> [Goal of the exercise] Put every line of the items from the one containing "For the scouting record, return for every instance of the chair" through the last line of the items into a Markdown table with the columns Row and Item line. Number each row and leave out blank lines.

> [Records for the task]

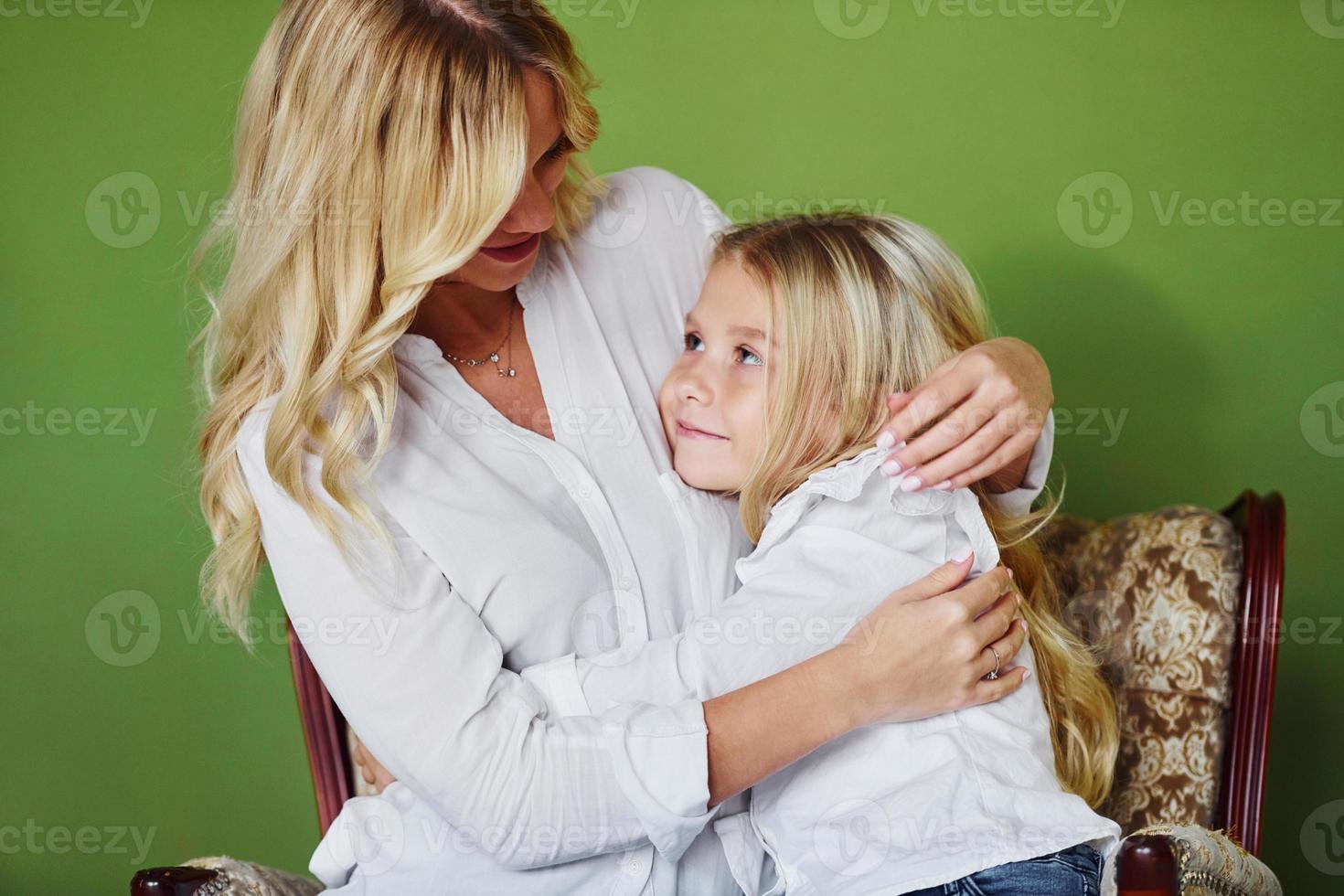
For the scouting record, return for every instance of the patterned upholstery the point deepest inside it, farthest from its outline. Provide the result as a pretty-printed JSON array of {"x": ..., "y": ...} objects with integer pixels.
[
  {"x": 246, "y": 879},
  {"x": 1210, "y": 864},
  {"x": 1157, "y": 592}
]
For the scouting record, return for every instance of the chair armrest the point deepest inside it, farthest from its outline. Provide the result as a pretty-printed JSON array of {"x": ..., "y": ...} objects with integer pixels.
[
  {"x": 1169, "y": 860},
  {"x": 220, "y": 876}
]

> [Complete output]
| Row | Item line |
|---|---|
| 1 | For the scouting record, return for every instance of the chair armrest the point deepest inside it, farthest from its outline. Provide the result as a pretty-printed JSON array of {"x": ..., "y": ...} objects with integer pixels. |
| 2 | [ |
| 3 |   {"x": 1169, "y": 860}, |
| 4 |   {"x": 220, "y": 876} |
| 5 | ] |